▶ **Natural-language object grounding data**

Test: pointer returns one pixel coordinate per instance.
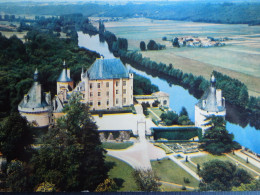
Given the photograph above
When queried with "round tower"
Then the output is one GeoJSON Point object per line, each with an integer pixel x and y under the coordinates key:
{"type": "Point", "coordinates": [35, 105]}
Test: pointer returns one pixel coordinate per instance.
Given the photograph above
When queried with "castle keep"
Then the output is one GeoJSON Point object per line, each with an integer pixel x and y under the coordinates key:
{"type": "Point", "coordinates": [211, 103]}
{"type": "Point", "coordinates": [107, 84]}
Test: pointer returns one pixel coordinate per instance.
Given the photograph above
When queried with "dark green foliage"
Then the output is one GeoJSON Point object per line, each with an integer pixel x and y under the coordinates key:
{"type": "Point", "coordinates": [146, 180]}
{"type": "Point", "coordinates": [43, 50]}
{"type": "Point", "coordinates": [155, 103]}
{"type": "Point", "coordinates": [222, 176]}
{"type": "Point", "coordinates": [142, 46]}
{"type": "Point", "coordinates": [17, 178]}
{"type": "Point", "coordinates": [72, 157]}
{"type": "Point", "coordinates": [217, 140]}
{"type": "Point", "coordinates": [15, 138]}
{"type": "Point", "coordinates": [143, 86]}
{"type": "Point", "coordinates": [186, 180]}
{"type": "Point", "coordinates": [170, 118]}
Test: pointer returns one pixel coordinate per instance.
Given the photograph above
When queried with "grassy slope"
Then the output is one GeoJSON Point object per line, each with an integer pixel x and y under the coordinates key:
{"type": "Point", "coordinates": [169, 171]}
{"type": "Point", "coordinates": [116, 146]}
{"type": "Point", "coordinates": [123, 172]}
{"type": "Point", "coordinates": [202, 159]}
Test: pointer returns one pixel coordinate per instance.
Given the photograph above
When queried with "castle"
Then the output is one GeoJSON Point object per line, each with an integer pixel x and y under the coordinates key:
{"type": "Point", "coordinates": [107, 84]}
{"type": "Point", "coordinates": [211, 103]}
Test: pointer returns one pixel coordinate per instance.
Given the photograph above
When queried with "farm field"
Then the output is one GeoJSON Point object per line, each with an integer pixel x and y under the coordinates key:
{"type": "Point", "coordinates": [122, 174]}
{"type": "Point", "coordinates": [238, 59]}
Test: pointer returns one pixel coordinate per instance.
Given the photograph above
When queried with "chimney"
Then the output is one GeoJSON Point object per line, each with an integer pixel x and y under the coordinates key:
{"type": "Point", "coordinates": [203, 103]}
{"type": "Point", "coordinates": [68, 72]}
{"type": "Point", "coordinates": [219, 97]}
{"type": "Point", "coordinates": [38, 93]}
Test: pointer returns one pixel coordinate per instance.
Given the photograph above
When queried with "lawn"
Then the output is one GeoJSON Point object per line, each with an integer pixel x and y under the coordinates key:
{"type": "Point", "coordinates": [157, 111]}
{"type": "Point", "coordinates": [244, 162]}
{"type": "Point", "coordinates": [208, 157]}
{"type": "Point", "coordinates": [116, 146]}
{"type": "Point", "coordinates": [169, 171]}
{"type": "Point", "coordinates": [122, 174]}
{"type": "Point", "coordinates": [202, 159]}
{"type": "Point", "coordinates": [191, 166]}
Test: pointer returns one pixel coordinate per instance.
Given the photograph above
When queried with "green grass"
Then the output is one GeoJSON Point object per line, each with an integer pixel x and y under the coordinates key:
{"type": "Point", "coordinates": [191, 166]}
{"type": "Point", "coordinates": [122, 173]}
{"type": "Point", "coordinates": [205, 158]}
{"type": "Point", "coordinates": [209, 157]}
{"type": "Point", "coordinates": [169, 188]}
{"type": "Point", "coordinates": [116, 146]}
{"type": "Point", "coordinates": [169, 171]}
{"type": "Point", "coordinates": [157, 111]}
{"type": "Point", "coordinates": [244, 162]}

* * *

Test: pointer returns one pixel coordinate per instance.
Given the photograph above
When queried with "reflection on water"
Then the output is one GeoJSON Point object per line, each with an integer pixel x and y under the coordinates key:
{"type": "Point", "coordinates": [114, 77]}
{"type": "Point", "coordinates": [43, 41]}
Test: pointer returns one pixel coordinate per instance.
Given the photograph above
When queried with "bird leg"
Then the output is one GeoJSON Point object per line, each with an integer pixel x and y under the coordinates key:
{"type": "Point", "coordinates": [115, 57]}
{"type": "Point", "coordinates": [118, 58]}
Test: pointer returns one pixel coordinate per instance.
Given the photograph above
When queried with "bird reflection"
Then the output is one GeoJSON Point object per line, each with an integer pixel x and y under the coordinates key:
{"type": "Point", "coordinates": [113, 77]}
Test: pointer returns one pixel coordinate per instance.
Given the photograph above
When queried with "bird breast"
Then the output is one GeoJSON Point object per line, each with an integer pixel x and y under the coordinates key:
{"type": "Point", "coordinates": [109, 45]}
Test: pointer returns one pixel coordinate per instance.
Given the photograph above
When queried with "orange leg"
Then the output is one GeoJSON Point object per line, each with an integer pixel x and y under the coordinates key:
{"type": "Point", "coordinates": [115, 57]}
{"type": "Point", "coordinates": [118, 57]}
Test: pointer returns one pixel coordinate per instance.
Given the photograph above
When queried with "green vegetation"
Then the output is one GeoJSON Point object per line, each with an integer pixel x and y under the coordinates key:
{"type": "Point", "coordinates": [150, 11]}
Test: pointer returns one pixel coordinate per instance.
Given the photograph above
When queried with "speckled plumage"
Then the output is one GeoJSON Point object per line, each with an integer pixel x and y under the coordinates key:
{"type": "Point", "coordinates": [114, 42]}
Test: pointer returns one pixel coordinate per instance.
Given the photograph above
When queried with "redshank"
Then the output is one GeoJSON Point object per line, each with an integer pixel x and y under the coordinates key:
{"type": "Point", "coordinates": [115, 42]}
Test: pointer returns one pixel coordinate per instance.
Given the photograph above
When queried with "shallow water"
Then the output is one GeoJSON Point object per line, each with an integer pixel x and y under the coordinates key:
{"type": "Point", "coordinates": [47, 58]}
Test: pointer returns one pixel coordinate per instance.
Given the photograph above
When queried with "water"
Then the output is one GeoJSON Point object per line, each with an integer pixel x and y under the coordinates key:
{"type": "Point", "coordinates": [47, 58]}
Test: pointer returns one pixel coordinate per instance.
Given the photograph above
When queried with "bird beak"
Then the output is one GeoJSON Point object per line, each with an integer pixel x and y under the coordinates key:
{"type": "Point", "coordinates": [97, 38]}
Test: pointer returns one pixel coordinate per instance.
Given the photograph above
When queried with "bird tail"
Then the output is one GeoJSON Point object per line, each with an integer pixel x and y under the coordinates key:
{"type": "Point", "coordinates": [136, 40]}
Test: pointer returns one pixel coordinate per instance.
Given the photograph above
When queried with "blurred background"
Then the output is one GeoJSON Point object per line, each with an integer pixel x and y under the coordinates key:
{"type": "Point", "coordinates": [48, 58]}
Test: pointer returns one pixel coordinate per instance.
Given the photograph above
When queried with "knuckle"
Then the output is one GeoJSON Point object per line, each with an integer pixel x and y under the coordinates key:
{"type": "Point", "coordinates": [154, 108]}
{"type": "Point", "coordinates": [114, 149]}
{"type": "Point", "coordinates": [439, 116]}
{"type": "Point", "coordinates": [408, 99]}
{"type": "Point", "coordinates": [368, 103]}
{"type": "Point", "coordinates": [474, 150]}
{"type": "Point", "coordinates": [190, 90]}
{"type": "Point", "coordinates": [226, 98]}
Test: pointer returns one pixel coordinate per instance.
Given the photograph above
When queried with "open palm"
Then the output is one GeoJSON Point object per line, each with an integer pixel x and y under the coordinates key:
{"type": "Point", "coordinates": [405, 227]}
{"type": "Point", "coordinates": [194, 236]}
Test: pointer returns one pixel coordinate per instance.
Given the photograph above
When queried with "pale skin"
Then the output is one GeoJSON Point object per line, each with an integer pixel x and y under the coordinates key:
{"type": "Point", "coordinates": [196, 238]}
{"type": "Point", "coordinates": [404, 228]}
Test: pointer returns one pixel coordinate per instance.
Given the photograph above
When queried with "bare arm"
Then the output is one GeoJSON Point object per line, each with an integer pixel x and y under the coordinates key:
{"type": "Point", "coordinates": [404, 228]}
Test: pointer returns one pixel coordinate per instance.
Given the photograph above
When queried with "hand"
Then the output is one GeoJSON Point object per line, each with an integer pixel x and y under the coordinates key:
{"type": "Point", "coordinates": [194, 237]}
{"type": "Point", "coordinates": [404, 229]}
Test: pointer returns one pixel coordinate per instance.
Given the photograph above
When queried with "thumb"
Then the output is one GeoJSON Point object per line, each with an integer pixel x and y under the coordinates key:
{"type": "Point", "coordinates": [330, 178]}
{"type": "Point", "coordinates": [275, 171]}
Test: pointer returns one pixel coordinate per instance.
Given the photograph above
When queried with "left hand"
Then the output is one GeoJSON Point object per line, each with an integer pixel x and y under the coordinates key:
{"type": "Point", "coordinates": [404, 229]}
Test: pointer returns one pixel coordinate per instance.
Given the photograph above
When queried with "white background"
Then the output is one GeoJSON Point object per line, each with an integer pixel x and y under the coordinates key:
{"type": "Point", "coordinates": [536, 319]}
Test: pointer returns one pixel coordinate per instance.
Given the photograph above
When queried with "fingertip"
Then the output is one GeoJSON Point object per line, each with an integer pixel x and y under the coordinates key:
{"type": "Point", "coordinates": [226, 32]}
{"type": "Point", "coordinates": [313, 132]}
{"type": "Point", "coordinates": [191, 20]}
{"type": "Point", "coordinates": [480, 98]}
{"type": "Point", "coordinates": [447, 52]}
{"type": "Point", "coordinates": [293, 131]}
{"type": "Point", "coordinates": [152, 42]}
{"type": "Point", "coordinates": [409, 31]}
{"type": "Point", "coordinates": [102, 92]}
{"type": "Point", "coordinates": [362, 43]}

==

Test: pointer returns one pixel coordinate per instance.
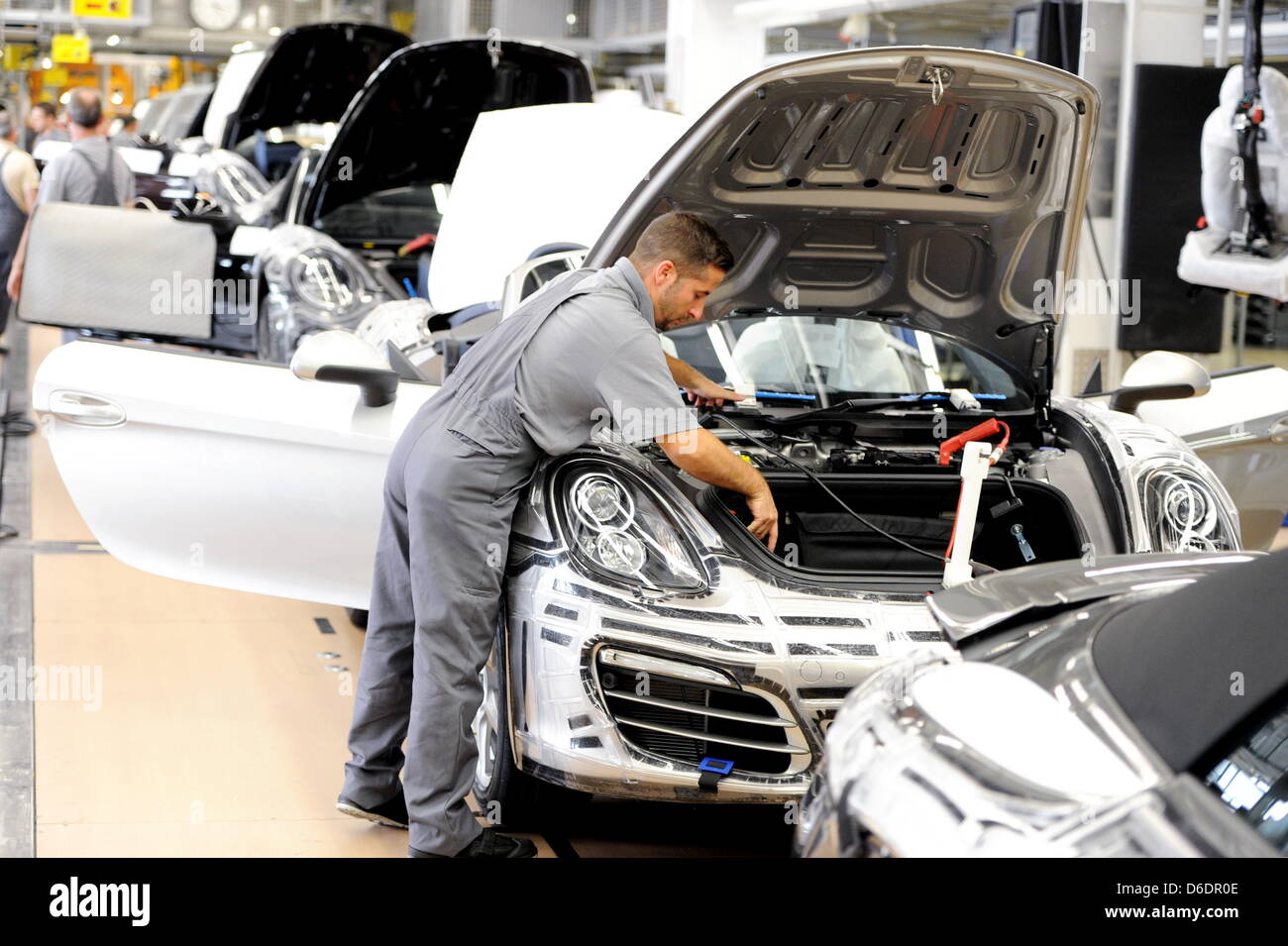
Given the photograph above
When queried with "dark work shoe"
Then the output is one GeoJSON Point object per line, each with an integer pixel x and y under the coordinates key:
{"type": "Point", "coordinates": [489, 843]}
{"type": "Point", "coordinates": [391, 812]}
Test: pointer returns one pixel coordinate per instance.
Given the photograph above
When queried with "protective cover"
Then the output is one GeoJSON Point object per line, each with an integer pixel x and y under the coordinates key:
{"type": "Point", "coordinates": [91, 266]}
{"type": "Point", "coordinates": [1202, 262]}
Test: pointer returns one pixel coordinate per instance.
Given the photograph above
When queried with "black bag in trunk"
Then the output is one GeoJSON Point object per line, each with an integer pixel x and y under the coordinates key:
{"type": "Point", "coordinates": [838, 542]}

▶ **What is being asked**
Lines containing the word "bird" are to be pulled from the records and copied.

▶ **Answer box**
When queried with "bird leg"
When queried with "bird reflection"
When queried with "bird breast"
When queried with "bird beak"
When queried with "bird tail"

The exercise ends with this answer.